#### Excerpt to read

In a time where everyone has something terrible to say about the Transportation Security Administration (TSA), I am usually the “black sheep” who will stand up and defend this government organization.  Perhaps I am slightly biased because one of my best friends works for them or perhaps I am simply naive in thinking TSA's presence at airports DOES act as a deterrent to further acts of terrorism on planes.  Regardless, although this is not a TSA-bashing article (as so many are), I will say TSA is an organization comprised of imperfect human beings and because of this, someone at TSA messed up earlier this year while I was traveling.  The end result of this error was that my personal property was damaged.

When I first discovered my property was damaged, I knew immediately the culprit could be none other than someone from TSA.  In the following step-by-step guide, I will lay out the process for making a claim against TSA.  In my case, justice was served.  After a lot of patience, I was granted the full amount needed to replace the damaged item and I am completely satisfied with the end result.

No one is perfect and I’m a forgiving person.  At the same time, when the government screws up, it’s nice to know they will at least reimburse you for the damages.

Safe flying!
Jenn Grahams

Step 1: Determine the Appropriate Action

Your stuff was damaged during transit within the United States and you are rightfully upset about it, but who should you blame? 

A few questions you should ask yourself are:

  • Did the damage to your property happen within your sight? 
  • Is it possible the damage occurred during the packing process or while you were traveling to or from the airport? 
  • Was the property within a checked bag and perhaps the fault of an airline, not TSA?

For the purposes of this Step-By-Step guide, I will be discussing damage rendered to checked baggageIn most cases, lost or damaged baggage will be the fault of the airline on which you were traveling.  For these claims, it is important to contact the airline directly via their website or Customer Service phone number to begin the claim process with them.

CAUTION!
You should only file a claim against TSA (instead of the airline) if you have a strong reason and supporting evidence to support your claim.

Making a false claim against TSA and/or using fraudulent evidence in a TSA-related claim could result in a personal fine upwards of $5,000 and possibly even land in you jail for up to 5 years!


In my case, it was perfectly clear TSA was the appropriate authority to which I should submit my claim because the evidence pointed to negligence from a TSA employee, NOT an airline employee.

If / when you decide that making a claim against TSA is appropriate, you have 2 years from the date of incident to make your claim, but don't be a slacker!  Act quickly while you still have the evidence you need to make a claim!

Step 2: Gather Information and Evidence for Your Claim

Per the Transportation Security Administration's claims website:
"Provide as much detail as possible including receipts, appraisals and flight information to avoid delays [in processing your claim]."

Here is a list the data I needed in my claim for damages made to my checked baggage:
  • Personal Contact Information (Name, Address, Phone Number, Email, Marital Status, Birth Date)
  • Date of Incident
  • Time of Incident
  • Travel Itinerary Information (Airline Names, Flight Numbers, Flight Times)

#### Exercise
Translate this sentence from the guide on filing a claim against TSA into Spanish: "You should only file a claim against TSA (instead of the airline) if you have a strong reason and supporting evidence to support your claim."

#### Material provided
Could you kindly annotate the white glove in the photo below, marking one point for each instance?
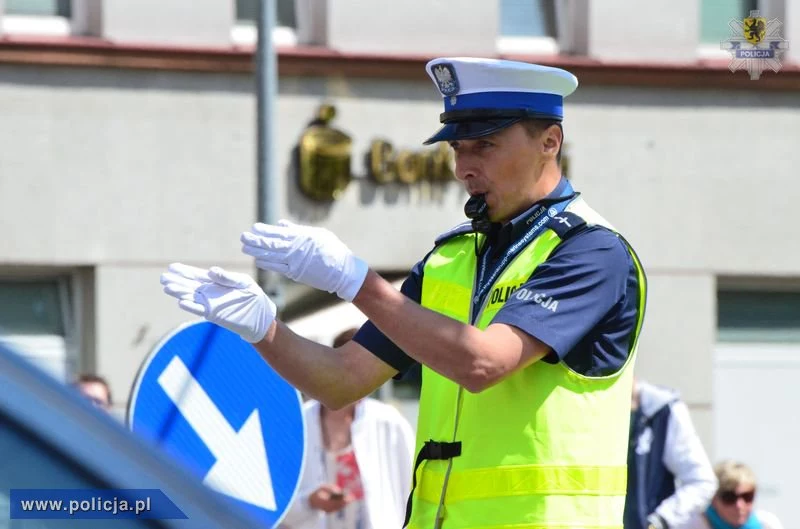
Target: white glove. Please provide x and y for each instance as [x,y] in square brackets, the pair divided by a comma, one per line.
[231,300]
[306,254]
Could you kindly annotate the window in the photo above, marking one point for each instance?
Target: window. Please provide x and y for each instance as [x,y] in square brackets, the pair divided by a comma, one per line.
[37,17]
[31,307]
[283,34]
[758,316]
[36,318]
[715,15]
[527,18]
[53,8]
[527,26]
[247,11]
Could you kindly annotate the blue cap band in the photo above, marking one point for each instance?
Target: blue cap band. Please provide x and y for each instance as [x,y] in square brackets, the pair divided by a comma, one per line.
[548,104]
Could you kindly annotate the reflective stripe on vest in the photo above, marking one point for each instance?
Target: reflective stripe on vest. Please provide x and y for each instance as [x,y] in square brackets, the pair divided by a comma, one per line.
[546,447]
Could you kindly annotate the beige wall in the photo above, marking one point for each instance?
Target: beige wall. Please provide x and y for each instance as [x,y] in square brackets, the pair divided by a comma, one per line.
[128,171]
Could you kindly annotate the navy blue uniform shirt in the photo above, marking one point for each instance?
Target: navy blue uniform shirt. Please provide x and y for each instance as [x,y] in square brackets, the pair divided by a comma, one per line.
[582,302]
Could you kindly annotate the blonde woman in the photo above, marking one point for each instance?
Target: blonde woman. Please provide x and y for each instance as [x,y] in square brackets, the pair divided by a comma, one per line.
[732,505]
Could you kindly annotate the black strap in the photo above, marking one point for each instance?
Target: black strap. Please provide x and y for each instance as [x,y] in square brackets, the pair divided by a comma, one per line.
[431,450]
[566,223]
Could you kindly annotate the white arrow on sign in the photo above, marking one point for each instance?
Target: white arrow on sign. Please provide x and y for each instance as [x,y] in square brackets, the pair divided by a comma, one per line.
[241,469]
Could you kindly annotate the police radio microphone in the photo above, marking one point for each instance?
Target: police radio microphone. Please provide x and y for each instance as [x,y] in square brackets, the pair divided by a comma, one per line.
[477,210]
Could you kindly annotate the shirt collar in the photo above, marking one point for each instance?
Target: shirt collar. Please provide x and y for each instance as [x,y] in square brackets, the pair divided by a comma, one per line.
[516,228]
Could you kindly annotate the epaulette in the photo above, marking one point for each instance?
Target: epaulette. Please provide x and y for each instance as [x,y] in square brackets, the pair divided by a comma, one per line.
[464,227]
[566,223]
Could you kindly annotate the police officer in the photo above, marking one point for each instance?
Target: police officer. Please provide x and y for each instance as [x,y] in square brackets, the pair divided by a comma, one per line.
[525,319]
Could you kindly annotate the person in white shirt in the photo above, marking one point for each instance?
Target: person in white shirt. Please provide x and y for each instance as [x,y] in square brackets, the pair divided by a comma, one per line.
[670,477]
[358,466]
[732,505]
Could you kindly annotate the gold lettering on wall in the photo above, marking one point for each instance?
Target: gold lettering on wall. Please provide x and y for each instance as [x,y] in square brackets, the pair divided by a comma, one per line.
[325,156]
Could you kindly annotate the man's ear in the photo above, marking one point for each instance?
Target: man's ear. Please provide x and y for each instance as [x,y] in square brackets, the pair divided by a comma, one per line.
[551,140]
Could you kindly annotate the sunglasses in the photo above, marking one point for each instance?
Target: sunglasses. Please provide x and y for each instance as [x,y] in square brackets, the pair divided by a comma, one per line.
[730,497]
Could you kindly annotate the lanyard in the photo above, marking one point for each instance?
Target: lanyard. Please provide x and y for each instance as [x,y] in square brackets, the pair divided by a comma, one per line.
[539,219]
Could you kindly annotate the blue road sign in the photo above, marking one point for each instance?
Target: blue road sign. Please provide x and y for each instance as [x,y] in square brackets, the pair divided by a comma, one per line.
[209,399]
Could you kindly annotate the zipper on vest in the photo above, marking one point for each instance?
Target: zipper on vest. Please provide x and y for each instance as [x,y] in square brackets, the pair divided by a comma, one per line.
[440,510]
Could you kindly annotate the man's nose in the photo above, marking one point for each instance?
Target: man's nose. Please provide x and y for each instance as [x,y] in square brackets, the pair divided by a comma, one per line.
[464,169]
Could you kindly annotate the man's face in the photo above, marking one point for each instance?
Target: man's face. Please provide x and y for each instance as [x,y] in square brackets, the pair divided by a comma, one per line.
[503,166]
[735,506]
[96,393]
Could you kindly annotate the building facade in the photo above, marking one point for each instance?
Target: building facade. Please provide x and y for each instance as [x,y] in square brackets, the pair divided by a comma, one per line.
[129,142]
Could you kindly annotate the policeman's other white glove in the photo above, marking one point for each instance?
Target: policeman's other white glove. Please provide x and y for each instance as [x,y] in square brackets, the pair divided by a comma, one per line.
[309,255]
[229,299]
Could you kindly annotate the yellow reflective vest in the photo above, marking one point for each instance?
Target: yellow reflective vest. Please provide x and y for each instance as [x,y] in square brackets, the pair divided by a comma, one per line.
[546,447]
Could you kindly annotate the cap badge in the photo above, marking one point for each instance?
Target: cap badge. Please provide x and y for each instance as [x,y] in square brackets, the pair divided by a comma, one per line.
[446,78]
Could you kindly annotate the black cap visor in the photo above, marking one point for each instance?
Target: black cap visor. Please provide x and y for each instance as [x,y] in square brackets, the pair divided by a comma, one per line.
[467,130]
[477,123]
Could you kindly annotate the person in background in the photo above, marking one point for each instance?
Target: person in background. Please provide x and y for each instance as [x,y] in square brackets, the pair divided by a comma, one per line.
[96,389]
[358,465]
[670,477]
[732,505]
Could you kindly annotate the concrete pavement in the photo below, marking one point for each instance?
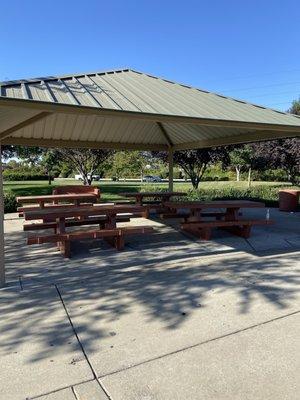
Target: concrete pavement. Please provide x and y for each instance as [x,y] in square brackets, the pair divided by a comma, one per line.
[168,318]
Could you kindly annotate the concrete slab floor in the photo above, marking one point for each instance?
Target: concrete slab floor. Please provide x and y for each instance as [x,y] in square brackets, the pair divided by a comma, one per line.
[150,319]
[39,352]
[136,315]
[256,364]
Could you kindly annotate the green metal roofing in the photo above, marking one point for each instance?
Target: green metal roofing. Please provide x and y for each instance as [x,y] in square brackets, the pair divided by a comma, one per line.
[125,106]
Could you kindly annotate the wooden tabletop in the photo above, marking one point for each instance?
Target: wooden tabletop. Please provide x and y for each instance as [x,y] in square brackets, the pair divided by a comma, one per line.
[214,204]
[67,212]
[56,197]
[152,194]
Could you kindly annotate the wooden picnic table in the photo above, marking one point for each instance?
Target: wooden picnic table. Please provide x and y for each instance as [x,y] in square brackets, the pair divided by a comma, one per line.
[229,220]
[108,230]
[76,199]
[61,214]
[161,196]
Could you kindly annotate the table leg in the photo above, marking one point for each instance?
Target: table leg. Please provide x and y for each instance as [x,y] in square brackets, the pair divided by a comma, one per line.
[61,228]
[231,214]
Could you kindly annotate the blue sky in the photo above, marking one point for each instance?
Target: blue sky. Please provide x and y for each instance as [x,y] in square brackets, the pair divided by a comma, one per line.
[244,49]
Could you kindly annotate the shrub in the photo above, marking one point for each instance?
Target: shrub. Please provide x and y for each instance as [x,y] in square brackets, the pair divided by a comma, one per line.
[10,202]
[9,175]
[267,194]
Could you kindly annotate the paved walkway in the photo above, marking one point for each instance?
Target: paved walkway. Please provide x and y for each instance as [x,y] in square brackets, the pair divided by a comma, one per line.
[168,318]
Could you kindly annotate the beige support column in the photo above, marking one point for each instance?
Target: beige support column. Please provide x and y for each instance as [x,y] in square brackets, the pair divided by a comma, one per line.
[171,162]
[2,265]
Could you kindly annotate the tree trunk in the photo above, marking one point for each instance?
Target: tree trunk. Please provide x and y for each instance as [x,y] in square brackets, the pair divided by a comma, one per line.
[237,170]
[249,177]
[195,182]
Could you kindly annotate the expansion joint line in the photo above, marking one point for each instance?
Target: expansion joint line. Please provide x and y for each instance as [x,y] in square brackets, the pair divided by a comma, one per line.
[80,344]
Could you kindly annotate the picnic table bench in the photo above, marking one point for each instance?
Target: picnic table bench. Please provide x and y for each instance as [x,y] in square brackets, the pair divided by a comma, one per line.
[108,230]
[160,198]
[75,198]
[228,220]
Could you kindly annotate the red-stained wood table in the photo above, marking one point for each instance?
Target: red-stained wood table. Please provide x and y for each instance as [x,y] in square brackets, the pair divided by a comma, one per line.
[109,231]
[74,198]
[160,198]
[199,226]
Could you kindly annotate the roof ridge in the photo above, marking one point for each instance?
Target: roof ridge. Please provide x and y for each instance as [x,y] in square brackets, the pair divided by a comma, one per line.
[65,76]
[118,70]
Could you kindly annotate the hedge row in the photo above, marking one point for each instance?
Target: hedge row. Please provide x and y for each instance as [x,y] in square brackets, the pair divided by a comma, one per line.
[264,193]
[23,176]
[10,202]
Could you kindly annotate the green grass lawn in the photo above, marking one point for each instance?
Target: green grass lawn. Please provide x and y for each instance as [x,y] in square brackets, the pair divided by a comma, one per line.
[110,190]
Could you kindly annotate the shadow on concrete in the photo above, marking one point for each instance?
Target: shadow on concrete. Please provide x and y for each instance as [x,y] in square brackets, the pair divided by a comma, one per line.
[169,286]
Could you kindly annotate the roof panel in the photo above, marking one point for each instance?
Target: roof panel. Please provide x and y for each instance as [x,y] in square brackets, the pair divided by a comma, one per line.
[124,106]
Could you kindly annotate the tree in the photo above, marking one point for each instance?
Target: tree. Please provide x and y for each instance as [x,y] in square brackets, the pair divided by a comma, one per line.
[295,108]
[31,155]
[127,164]
[246,157]
[195,162]
[50,161]
[85,161]
[282,153]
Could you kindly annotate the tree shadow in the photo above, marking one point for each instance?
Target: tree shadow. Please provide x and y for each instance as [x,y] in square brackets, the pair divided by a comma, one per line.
[166,284]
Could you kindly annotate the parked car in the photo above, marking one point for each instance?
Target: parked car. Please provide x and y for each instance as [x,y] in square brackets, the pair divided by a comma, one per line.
[152,178]
[95,177]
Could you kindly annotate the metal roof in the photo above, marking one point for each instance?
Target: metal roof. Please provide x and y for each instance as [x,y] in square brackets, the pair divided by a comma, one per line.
[130,109]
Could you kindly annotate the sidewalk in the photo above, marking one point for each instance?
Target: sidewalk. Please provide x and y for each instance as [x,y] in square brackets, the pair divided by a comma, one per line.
[170,319]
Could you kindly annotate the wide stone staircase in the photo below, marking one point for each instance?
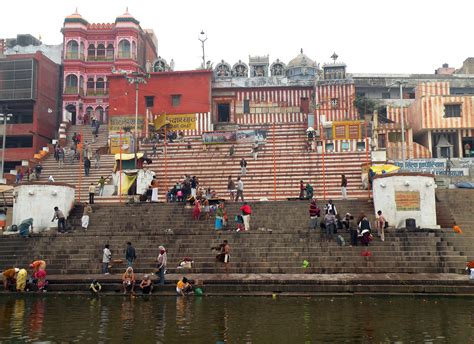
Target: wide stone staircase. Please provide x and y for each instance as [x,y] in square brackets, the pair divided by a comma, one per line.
[277,243]
[283,161]
[74,173]
[458,206]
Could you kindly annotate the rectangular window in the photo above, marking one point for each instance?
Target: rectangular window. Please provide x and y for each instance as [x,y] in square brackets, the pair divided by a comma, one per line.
[176,99]
[381,139]
[395,137]
[150,101]
[17,142]
[328,133]
[452,110]
[304,108]
[246,106]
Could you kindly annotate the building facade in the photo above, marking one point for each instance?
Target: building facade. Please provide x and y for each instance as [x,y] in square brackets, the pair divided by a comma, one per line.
[262,93]
[30,92]
[184,93]
[441,121]
[91,52]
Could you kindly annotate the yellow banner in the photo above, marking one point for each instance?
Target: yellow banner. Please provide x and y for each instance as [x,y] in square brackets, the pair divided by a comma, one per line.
[128,121]
[177,122]
[159,121]
[127,144]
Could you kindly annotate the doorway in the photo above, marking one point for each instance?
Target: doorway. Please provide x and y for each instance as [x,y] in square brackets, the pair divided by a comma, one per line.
[72,109]
[223,112]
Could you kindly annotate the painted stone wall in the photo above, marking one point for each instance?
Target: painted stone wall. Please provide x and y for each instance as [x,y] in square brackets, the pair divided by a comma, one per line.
[406,195]
[38,201]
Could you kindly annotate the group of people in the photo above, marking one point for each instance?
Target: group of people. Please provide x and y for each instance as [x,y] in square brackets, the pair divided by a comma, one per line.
[28,174]
[330,222]
[17,278]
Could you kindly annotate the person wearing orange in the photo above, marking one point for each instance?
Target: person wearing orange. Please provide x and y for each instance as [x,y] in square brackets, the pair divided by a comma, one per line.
[183,287]
[38,265]
[128,280]
[9,278]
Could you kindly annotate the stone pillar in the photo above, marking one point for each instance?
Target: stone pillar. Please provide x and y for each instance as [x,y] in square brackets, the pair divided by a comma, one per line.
[460,147]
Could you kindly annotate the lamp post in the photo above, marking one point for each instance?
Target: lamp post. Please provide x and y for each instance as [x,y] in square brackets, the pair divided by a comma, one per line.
[134,78]
[400,84]
[4,118]
[203,38]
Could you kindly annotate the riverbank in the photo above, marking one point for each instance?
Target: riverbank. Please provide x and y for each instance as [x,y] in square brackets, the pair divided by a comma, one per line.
[285,284]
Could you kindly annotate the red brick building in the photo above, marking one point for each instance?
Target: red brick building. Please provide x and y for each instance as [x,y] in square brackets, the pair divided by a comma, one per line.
[30,91]
[91,51]
[170,93]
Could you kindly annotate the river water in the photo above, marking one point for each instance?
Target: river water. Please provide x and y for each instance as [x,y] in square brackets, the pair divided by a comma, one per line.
[124,319]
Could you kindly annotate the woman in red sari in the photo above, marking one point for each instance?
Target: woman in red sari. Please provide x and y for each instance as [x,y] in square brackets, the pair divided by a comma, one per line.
[196,210]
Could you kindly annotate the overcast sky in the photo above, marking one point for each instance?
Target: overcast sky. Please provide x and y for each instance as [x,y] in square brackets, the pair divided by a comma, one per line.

#### Response to this exercise
Solo debe presentar una reclamación contra la TSA (en lugar de la aerolínea) si tiene una razón sólida y pruebas que respalden su reclamación.